Diagnosis and treatment for embolic stroke due to Infective Endocarditis (IE) is the challenging. We describe the case of acute middle cerebral artery occlusion with fever and inflammation underwent Mechanical Thrombectomy (MT) and retrieved atypical thrombus. That pathological finding, thrombus with bacterial colony, proved the diagnosis of IE. Following appropriate antibiotic therapy and replacement of the cardiac valve, the clinical outcome was favorable. Given this case experience and other reported cases, MT may be considered as a prime option for acute ischemic large-vessel occlusion due to IE.
Keywords: Acute Ischemic Stroke; Middle Cerebral Artery Occlusion; Infective Endocarditis (IE); Mechanical Thrombectomy (MT)
Embolic stroke due to Infective Endocarditis (IE) is the most common neurological complication and the cause of high morbidity and mortality especially in the case of a large-vessel occlusion. It often develops as a first symptom of IE. Therefore, fast appropriate diagnosis and treatment are needed to improve clinical outcomes of the patients. Successful Mechanical Thrombectomy (MT) have been published recently. We present the case of acute middle cerebral artery occlusion treated with MT and retrieved atypical thrombus, proved the diagnosis of IE.

» Problem set:
[a] In the stroke case report, what did the retrieved thrombus contain that proved the diagnosis of infective endocarditis?
[b] Continue the stroke case report from its final sentence.

» Data excerpts:
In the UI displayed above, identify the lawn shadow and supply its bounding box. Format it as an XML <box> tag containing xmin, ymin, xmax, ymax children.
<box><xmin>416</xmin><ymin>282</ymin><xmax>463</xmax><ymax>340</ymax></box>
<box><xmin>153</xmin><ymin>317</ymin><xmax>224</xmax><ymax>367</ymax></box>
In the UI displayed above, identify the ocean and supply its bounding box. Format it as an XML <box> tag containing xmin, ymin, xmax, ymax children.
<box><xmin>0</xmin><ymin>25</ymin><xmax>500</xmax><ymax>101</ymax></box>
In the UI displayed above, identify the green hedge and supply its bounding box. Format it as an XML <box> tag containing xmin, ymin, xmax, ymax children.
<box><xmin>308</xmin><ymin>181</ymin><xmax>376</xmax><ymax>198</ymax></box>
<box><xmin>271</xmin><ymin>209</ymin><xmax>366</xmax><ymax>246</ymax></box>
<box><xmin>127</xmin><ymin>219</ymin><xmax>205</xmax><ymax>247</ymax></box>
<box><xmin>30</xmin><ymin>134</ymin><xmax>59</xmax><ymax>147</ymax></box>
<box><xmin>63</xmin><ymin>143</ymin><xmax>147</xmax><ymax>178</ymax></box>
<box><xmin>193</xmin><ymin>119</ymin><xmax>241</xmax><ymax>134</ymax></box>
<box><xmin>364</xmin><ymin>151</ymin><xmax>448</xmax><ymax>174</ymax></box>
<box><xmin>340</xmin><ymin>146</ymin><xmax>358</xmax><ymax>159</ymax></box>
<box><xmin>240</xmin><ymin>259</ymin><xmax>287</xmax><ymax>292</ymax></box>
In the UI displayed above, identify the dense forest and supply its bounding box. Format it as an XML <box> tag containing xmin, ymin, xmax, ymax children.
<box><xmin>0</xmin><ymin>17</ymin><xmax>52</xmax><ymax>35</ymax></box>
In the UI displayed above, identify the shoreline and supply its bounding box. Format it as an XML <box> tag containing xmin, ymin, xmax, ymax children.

» Responses to the exercise:
[a] A bacterial colony.

[b]
A 69-year-old woman presented with fever (39˚C), dysarthria, right conjugate deviation of the eyes, and left hemiparesis (National Institutes of Health Stroke Scale (NIHSS) score 13). She has been treated with Warfarin because of having medical history of atrial fibrillation and pulmonary embolism. The white blood cells count was 10490/μL, the C-reactive protein was 8.31mg/dl, prothrombin time-International Normalized Ratio (PT-INR) was 2.61 and BNP was 272.52pg/ml. A diffusion-weighted image showed (Figure 1A). Magnetic resonance angiography showed the middle cerebral artery (M1) occlusion (Figure 1B). She was underwent MT (Figure 1C). Trevo 4*20mm stent retriever (Stryker Neurovascular Fremont, CA, USA) was deployed across the thrombus and continuous aspiration prior to intracranial vascular embolectomy technique by Penumbra 5MAX (Penumbra Inc., Alameda, CA, USA) was performed (Figure 1D). However, no recanalization was obtained. Then, a simple aspiration by Penumbra 5MAXwas conducted (Figure 1E).
The firm white thrombus was retrieved and Thrombolysis In Cerebral Infarction (TICI) 2Bwas achieved (Figure 1F). On the second hospital day, transthoracic echocardiogram detected the vegetation (7*14mm) on the mitral valve and blood cultures grew staphylococcus lugdunensis. As a result, antibiotic therapy was started. The pathology of retrieved thrombus was bacterial colony with neutrophils (Figure 1G & 1H). She transferred cardiovasucular surgery center to replace the mitral valve on NIHSS0.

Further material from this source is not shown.